▸ **Exercise description**
Among the entries that follow, find the lines containing the string "memorial" and copy them.
[Opening Records provided section]
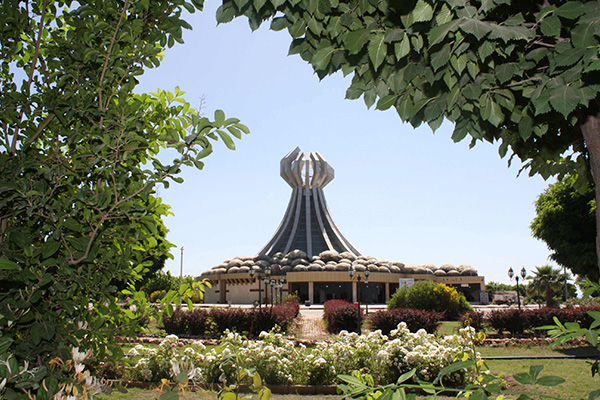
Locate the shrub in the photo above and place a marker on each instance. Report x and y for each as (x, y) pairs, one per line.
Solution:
(476, 319)
(214, 322)
(340, 315)
(511, 320)
(517, 322)
(388, 320)
(431, 296)
(161, 281)
(197, 322)
(157, 295)
(286, 312)
(176, 323)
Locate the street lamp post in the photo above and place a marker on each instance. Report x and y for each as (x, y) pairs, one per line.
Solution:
(260, 276)
(277, 284)
(523, 275)
(355, 275)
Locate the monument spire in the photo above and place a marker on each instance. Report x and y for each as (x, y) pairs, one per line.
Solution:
(307, 224)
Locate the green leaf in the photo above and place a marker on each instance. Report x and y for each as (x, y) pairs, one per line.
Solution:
(523, 378)
(386, 102)
(570, 10)
(226, 139)
(534, 371)
(5, 343)
(550, 380)
(264, 393)
(406, 376)
(403, 48)
(477, 28)
(377, 50)
(351, 380)
(170, 396)
(49, 248)
(441, 57)
(321, 58)
(279, 23)
(564, 99)
(219, 117)
(422, 12)
(356, 40)
(551, 26)
(525, 127)
(7, 264)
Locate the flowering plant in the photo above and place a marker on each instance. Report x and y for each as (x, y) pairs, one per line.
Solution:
(281, 361)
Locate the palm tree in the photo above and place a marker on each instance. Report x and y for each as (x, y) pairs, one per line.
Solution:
(547, 281)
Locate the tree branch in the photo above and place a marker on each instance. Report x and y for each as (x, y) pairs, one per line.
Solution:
(36, 54)
(105, 68)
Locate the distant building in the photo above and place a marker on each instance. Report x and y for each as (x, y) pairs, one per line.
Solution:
(308, 255)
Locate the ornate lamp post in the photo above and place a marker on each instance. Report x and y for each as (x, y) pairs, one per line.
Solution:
(261, 276)
(355, 275)
(523, 275)
(277, 284)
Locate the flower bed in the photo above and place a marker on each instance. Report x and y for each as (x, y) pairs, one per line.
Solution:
(280, 361)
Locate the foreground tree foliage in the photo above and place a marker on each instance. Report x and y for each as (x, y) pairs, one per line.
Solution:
(524, 74)
(565, 221)
(78, 166)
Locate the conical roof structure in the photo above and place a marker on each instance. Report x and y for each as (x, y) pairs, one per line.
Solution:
(307, 224)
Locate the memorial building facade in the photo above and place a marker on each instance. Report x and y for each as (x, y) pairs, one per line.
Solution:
(309, 256)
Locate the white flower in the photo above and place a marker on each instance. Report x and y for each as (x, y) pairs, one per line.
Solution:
(79, 356)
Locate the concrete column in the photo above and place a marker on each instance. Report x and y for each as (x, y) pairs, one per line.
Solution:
(387, 291)
(222, 291)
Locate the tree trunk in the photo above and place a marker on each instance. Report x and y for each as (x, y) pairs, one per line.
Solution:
(590, 128)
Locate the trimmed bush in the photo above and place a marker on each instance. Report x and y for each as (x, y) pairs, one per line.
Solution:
(157, 295)
(517, 322)
(511, 320)
(213, 322)
(476, 319)
(197, 322)
(388, 320)
(430, 296)
(339, 315)
(178, 322)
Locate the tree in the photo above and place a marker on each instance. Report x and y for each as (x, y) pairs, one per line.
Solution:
(78, 166)
(524, 74)
(565, 221)
(547, 282)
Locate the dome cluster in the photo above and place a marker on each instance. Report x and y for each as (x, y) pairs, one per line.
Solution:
(299, 261)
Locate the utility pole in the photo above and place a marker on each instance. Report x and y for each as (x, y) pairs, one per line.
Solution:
(181, 269)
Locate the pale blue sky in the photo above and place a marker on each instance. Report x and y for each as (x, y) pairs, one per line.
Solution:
(400, 194)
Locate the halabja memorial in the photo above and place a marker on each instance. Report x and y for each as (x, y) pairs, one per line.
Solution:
(308, 255)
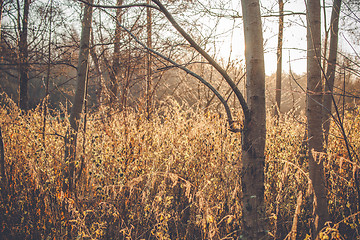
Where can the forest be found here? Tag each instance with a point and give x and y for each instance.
(188, 119)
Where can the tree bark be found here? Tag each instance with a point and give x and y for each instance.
(82, 70)
(330, 73)
(255, 131)
(24, 58)
(279, 59)
(314, 114)
(148, 62)
(114, 78)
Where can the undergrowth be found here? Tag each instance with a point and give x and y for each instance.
(176, 176)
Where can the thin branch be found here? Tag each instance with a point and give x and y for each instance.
(121, 6)
(207, 84)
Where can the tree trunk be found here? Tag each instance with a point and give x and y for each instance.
(314, 114)
(82, 69)
(279, 59)
(255, 130)
(148, 62)
(24, 58)
(114, 85)
(330, 73)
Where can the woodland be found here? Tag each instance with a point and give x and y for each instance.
(188, 119)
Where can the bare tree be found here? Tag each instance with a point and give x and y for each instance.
(255, 133)
(114, 75)
(314, 114)
(78, 103)
(148, 61)
(279, 59)
(330, 73)
(23, 53)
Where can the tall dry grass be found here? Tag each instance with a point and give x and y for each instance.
(174, 177)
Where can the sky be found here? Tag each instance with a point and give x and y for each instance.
(294, 44)
(294, 41)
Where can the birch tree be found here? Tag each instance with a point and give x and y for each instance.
(23, 53)
(253, 159)
(331, 66)
(314, 115)
(78, 103)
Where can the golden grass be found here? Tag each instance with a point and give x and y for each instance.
(174, 177)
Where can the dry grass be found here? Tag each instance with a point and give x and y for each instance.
(174, 177)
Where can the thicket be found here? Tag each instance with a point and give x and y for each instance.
(176, 176)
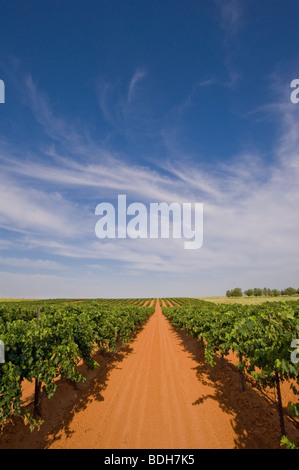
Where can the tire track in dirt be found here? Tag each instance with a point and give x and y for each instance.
(148, 402)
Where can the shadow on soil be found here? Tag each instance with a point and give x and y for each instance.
(69, 398)
(254, 419)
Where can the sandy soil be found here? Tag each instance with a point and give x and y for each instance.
(156, 393)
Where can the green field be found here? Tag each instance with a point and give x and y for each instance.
(250, 300)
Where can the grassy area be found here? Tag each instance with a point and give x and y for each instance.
(249, 300)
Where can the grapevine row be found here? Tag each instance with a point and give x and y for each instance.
(47, 342)
(260, 335)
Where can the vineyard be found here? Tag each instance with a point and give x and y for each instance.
(45, 341)
(260, 336)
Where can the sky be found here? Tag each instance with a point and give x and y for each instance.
(184, 101)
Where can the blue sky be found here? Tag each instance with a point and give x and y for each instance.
(164, 101)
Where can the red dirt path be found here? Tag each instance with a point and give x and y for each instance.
(157, 393)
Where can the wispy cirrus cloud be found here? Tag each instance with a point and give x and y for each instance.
(249, 206)
(137, 77)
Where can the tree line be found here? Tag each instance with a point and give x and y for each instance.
(257, 292)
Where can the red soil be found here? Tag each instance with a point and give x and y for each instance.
(156, 393)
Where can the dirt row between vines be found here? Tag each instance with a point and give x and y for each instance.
(156, 393)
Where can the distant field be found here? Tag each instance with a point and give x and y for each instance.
(219, 299)
(249, 300)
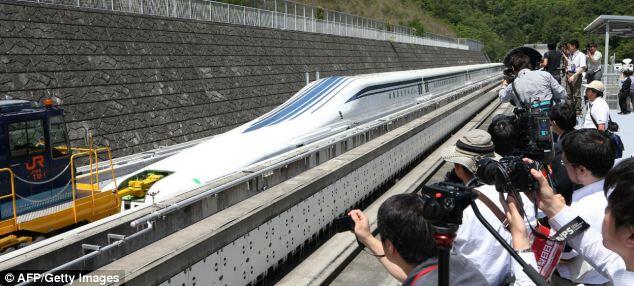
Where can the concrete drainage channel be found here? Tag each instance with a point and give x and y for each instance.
(336, 260)
(256, 237)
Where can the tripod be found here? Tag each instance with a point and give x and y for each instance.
(445, 235)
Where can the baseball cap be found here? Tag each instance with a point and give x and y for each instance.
(469, 148)
(596, 85)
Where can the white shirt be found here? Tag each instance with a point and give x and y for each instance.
(577, 60)
(589, 244)
(533, 85)
(589, 203)
(600, 111)
(596, 65)
(475, 242)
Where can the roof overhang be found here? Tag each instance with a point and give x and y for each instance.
(620, 26)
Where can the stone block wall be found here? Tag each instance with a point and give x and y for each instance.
(139, 82)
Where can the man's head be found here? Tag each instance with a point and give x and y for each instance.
(592, 48)
(618, 223)
(594, 89)
(573, 45)
(406, 235)
(519, 61)
(588, 155)
(468, 149)
(504, 134)
(563, 118)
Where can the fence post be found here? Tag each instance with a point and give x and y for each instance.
(275, 15)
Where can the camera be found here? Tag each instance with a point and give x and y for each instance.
(509, 76)
(525, 134)
(445, 202)
(343, 224)
(510, 174)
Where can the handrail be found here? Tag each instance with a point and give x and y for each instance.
(94, 167)
(214, 11)
(15, 212)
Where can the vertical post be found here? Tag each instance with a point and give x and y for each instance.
(606, 54)
(275, 15)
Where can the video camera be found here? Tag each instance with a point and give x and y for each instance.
(524, 134)
(509, 174)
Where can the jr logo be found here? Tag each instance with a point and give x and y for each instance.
(35, 167)
(36, 162)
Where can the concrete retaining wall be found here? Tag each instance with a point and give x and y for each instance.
(139, 82)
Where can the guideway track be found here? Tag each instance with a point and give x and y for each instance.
(340, 261)
(243, 243)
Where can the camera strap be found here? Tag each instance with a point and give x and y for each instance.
(516, 96)
(576, 226)
(494, 209)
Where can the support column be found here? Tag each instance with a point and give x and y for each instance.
(607, 52)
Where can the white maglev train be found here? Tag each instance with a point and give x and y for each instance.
(320, 109)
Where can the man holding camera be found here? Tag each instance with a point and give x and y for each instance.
(529, 85)
(472, 239)
(595, 70)
(598, 113)
(610, 251)
(574, 73)
(563, 120)
(407, 248)
(588, 155)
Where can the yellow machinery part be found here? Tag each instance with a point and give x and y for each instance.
(13, 240)
(138, 188)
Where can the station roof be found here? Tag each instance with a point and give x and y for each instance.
(620, 26)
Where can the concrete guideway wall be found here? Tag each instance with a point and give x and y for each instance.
(244, 242)
(139, 82)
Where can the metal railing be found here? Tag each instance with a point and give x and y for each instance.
(285, 15)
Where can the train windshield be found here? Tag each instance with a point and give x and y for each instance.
(26, 138)
(59, 139)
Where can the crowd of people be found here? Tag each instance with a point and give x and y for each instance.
(584, 188)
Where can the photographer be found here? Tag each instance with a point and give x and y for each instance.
(552, 61)
(617, 231)
(627, 90)
(472, 239)
(530, 85)
(598, 112)
(574, 72)
(407, 245)
(562, 121)
(588, 155)
(595, 71)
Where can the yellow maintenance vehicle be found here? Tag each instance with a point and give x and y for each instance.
(40, 192)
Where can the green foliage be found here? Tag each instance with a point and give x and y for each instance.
(504, 24)
(417, 25)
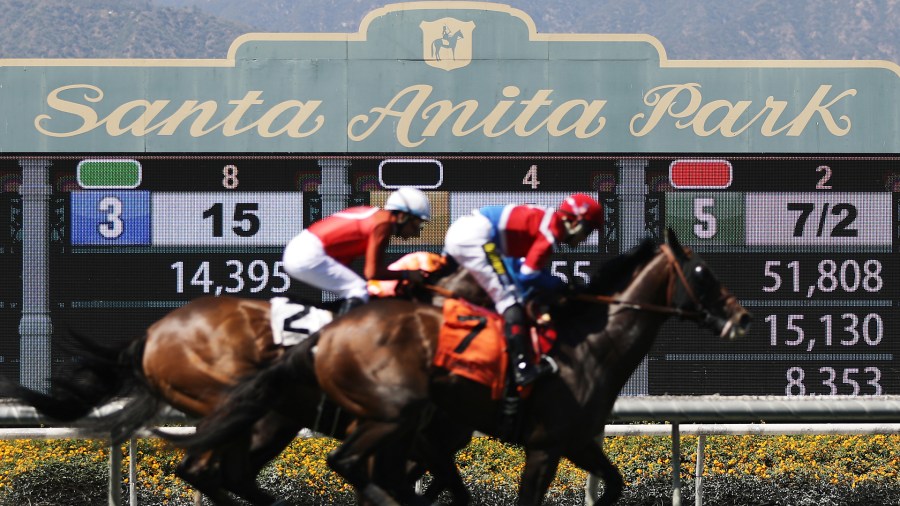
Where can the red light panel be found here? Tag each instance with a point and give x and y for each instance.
(700, 174)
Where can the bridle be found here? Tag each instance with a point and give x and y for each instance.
(673, 265)
(700, 314)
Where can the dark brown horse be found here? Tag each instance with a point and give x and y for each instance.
(189, 360)
(376, 363)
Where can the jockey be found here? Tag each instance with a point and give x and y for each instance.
(479, 242)
(320, 254)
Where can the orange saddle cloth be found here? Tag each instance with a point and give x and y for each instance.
(471, 344)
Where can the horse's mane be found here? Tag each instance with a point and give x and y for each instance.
(615, 274)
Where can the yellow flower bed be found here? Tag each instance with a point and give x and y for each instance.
(485, 464)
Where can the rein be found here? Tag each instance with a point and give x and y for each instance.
(656, 308)
(640, 306)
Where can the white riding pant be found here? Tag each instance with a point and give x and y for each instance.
(305, 260)
(465, 242)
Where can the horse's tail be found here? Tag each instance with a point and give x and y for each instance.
(103, 374)
(252, 398)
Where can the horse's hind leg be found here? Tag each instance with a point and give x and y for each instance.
(195, 470)
(436, 448)
(241, 463)
(350, 459)
(591, 458)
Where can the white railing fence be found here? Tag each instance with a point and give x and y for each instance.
(700, 416)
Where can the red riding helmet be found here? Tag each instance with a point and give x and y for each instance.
(582, 207)
(581, 214)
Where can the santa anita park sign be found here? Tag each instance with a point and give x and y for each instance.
(448, 77)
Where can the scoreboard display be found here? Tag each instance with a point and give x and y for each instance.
(808, 244)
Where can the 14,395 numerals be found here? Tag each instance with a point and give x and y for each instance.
(255, 277)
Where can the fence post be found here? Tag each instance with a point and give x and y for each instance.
(132, 471)
(115, 476)
(698, 471)
(676, 465)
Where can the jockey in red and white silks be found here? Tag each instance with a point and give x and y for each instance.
(527, 233)
(320, 255)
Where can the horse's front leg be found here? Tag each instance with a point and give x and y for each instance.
(590, 457)
(540, 469)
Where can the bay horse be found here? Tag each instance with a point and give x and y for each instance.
(376, 363)
(189, 360)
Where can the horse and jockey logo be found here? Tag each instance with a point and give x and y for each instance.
(447, 43)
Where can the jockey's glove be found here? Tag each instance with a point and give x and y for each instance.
(414, 276)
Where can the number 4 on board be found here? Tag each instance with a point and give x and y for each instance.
(531, 177)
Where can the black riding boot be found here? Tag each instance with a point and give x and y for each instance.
(521, 363)
(348, 304)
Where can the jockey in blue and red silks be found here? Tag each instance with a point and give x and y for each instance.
(480, 241)
(319, 255)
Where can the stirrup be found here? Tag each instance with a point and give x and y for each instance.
(527, 373)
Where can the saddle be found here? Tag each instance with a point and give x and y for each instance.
(294, 321)
(472, 344)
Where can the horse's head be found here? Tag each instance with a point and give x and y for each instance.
(695, 290)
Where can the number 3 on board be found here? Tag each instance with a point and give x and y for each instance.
(531, 177)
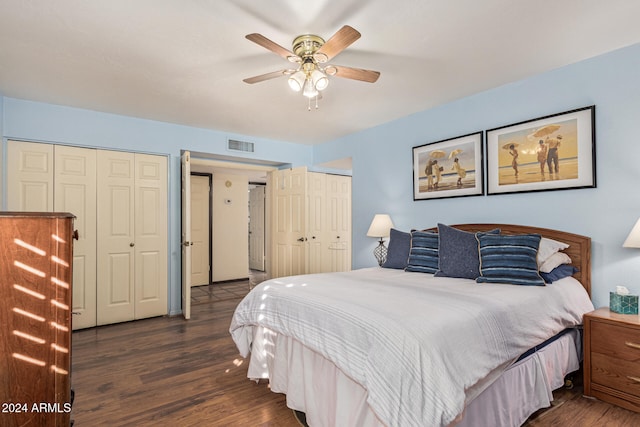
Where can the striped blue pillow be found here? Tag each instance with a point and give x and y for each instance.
(423, 256)
(509, 259)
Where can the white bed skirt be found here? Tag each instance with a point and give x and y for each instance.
(328, 397)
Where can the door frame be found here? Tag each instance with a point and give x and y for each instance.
(210, 228)
(228, 163)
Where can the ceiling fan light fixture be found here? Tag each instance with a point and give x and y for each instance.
(320, 80)
(297, 80)
(309, 89)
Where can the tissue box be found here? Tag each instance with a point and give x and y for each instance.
(623, 304)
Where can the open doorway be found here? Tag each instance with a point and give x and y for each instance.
(230, 190)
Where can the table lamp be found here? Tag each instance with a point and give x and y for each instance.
(380, 227)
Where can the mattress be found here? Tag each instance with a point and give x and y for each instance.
(328, 397)
(422, 347)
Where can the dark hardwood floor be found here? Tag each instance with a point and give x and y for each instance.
(167, 371)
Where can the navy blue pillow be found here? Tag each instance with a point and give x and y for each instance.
(509, 259)
(458, 253)
(398, 250)
(560, 272)
(423, 256)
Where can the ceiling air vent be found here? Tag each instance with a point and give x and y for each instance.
(234, 145)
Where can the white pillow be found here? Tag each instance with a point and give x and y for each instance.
(547, 248)
(553, 261)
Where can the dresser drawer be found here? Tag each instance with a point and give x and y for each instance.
(617, 341)
(615, 373)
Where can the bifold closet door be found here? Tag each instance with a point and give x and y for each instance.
(339, 222)
(151, 249)
(75, 191)
(132, 236)
(29, 177)
(115, 220)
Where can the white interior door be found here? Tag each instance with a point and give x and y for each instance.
(289, 222)
(150, 250)
(116, 237)
(75, 192)
(256, 228)
(185, 160)
(29, 176)
(200, 230)
(339, 222)
(316, 212)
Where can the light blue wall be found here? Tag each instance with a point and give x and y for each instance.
(382, 164)
(382, 171)
(34, 121)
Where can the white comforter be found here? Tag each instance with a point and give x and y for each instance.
(415, 342)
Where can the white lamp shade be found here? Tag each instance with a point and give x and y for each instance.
(320, 81)
(380, 226)
(309, 89)
(296, 81)
(633, 239)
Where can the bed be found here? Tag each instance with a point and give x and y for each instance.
(385, 346)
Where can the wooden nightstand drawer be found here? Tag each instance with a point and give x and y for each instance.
(616, 341)
(615, 373)
(612, 358)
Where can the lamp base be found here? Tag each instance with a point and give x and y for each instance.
(380, 252)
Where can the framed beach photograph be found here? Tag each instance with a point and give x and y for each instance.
(448, 168)
(555, 152)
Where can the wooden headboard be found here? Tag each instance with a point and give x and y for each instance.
(579, 249)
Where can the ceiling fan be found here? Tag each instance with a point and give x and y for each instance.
(311, 54)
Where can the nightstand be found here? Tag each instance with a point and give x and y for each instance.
(612, 357)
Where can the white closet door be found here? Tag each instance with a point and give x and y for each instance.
(317, 213)
(150, 235)
(75, 192)
(200, 214)
(339, 222)
(289, 222)
(29, 176)
(116, 236)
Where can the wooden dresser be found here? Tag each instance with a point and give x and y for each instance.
(612, 357)
(35, 316)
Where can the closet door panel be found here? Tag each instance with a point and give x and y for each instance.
(151, 286)
(29, 176)
(115, 237)
(75, 192)
(316, 183)
(339, 222)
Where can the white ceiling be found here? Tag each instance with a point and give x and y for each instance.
(183, 61)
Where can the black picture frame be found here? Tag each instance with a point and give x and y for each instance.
(460, 168)
(554, 152)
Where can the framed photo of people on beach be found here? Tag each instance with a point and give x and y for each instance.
(448, 168)
(555, 152)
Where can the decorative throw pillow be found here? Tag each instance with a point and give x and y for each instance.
(398, 250)
(554, 261)
(458, 252)
(549, 247)
(423, 255)
(560, 272)
(509, 259)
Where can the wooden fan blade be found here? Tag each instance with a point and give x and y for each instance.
(338, 42)
(368, 76)
(268, 76)
(272, 46)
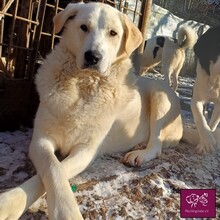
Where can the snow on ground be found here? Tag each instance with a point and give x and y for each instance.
(110, 190)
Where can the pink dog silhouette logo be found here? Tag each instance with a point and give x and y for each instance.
(198, 203)
(193, 199)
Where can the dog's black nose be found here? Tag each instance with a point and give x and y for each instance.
(92, 57)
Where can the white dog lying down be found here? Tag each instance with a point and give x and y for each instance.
(170, 52)
(207, 88)
(91, 103)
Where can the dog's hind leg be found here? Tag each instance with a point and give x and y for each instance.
(215, 119)
(162, 113)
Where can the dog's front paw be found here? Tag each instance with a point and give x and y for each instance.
(135, 158)
(207, 144)
(12, 204)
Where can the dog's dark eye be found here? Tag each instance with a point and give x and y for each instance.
(113, 33)
(84, 28)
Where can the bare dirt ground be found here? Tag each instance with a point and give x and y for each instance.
(110, 190)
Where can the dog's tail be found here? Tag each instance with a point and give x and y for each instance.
(191, 136)
(187, 37)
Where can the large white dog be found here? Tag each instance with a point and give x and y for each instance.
(91, 103)
(207, 89)
(170, 52)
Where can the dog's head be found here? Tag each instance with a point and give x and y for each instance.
(97, 35)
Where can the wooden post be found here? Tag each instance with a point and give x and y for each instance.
(2, 4)
(145, 12)
(34, 52)
(22, 40)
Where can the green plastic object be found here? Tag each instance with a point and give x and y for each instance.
(74, 187)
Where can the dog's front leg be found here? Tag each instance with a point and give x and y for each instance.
[Closing Records provided section]
▸ **Output for this task**
Locate the memorial building facade in the photo above and place a marker on each instance. Report x and y for each as (x, y) pairs, one per line.
Locate the halabja memorial in the photo above and place a marker on each instance. Report x and y for each as (x, y) pairs, one per line.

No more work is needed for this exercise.